Public media is entering a new era. It’s not by choice, but by necessity. With the federal government winding down support for the Corporation for Public Broadcasting, the system we’ve relied on for more than 50 years is unraveling.
We’re not waiting to be rescued.
We’re building something new.
The Cooperation for Public Media (COOPM) is a field-led initiative designed to support local stations, journalism, and civic storytelling in the absence of federal infrastructure. It’s not a replacement for PBS or NPR. It’s not a bureaucracy. It’s a cooperative framework built on shared values, shared tools, and shared investment in our communities.
What We’re Building Together
- Shared Infrastructure:
Technology, tools, and platforms that help stations operate more efficiently and engage more deeply — without duplicating costs. - Pooled Journalism Resources:
A new fund to support trusted, local journalism where it’s needed most. Especially in areas now left behind by national cuts. - Public Advocacy and Civic Visibility:
National campaigns that remind the public what public media is and why it matters in a civil society, now more than ever. - Mutual Aid and Field Solidarity:
When disaster hits or resources fall short, stations shouldn’t go it alone. We support each other.
We Lost a Corporation. We Gained a Cooperation.
This isn’t nostalgia. It’s reinvention.
Public media still matters, not just as content, but as a public trust.
Let’s build a stronger future together, grounded in cooperation, not competition.

════════════════════

_TASK SET_.
1) In the text about the Cooperation for Public Media, what does the abbreviation COOPM stand for?
2) Repeat the part of the text about the Cooperation for Public Media from "We Lost a Corporation." to "cooperation, not competition.".
3) Carry on the text about the Cooperation for Public Media past its final sentence.

_RECORDED DATA_.

════════════════════

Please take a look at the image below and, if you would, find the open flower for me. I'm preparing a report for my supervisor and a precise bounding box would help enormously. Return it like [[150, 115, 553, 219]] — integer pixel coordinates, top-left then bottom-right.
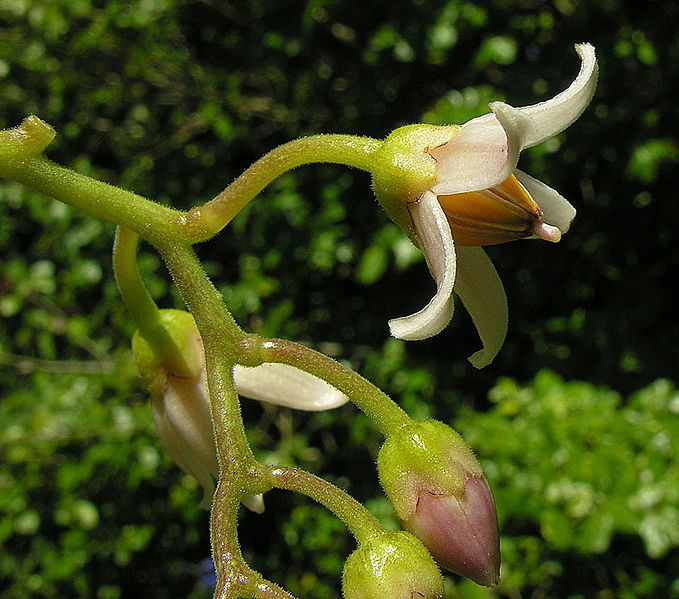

════════════════════

_TASK ANSWERS_.
1) The Cooperation for Public Media.

2)
We Lost a Corporation. We Gained a Cooperation.
This isn’t nostalgia. It’s reinvention.
Public media still matters, not just as content, but as a public trust.
Let’s build a stronger future together, grounded in cooperation, not competition.

3)
For You (the Public)
Public media is more than TV or radio. It’s trust, community, and connection.
With the Corporation for Public Broadcasting shutting down, the system that supported hundreds of local stations for decades is going away. But the need for trusted, local, noncommercial media has never been greater.
That’s why we’re building the Cooperation for Public Media. It’s a new, collaborative effort to ensure public media continues to serve you and your community.
We’re not waiting for permission.
We’re working together to protect and strengthen local journalism, educational programming, and cultural storytelling.
Because when public media thrives, democracy does too.
For Foundations
When federal support disappears, infrastructure gaps grow fast.
The Corporation for Public Broadcasting once played a critical role in holding the public media system together by funding journalism, enabling local innovation, and sustaining shared infrastructure.
That’s gone now. And stations, especially those serving underserved and underreported regions, are being left to fend for themselves.
The Cooperation for Public Media is a new, field-led initiative to build what comes next. A collective infrastructure. A shared fund for journalism. A public-facing movement.
This is a moment for catalytic philanthropy, not to maintain what was, but to invest in what can be.
For Companies
You believe in local. You believe in trust. You believe in service.
So do we.
As the Corporation for Public Broadcasting phases out, hundreds of public media stations are facing a future without national support even though they’re still serving millions of Americans with journalism, education, and cultural storytelling.
The Cooperation for Public Media is a new way forward. A shared initiative built by stations to keep public media strong, relevant, and resilient.
If your company values community engagement, civic trust, and innovation with impact, there’s a role for you here.
Partner with us and help shape what replaces one of America’s most trusted public institutions.
For Philanthropists
The time to act is now.
For over five decades, the Corporation for Public Broadcasting helped power journalism, education, and local storytelling. That era is ending.
But this isn’t the end of public media. It’s the beginning of something new.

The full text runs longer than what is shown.